►

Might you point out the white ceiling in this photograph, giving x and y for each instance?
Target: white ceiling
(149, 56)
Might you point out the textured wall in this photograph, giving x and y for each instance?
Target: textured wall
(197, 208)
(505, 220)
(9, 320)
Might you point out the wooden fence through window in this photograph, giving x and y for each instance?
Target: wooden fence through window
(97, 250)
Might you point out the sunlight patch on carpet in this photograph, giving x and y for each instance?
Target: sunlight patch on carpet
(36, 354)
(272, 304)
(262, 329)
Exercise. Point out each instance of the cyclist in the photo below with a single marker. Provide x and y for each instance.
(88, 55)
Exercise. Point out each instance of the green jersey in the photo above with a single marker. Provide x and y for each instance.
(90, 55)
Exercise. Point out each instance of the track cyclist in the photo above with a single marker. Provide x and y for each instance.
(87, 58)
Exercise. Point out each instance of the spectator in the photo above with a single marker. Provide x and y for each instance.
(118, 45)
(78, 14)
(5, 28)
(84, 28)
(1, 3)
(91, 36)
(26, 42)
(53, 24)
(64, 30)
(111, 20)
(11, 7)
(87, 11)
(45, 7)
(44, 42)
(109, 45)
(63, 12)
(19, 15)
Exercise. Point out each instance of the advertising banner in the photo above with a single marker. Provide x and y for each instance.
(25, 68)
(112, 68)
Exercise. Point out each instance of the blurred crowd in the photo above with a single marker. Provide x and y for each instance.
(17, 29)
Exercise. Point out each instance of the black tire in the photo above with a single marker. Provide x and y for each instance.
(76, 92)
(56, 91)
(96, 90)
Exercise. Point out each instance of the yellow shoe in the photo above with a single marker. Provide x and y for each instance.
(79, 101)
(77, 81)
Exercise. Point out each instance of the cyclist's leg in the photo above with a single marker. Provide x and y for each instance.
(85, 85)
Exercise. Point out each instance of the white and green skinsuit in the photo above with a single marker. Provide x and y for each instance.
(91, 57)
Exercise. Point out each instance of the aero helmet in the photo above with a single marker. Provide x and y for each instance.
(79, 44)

◄

Could you offset the entries from the line containing "Exercise. Point out each instance of the aero" through the end of the entries, both ends included, by rewriting every line, requests too, with 107 added to each x and y coordinate in the answers?

Exercise. Point out each instance of the aero helmet in the photo above with a single marker. Provide x and y for each instance.
(186, 151)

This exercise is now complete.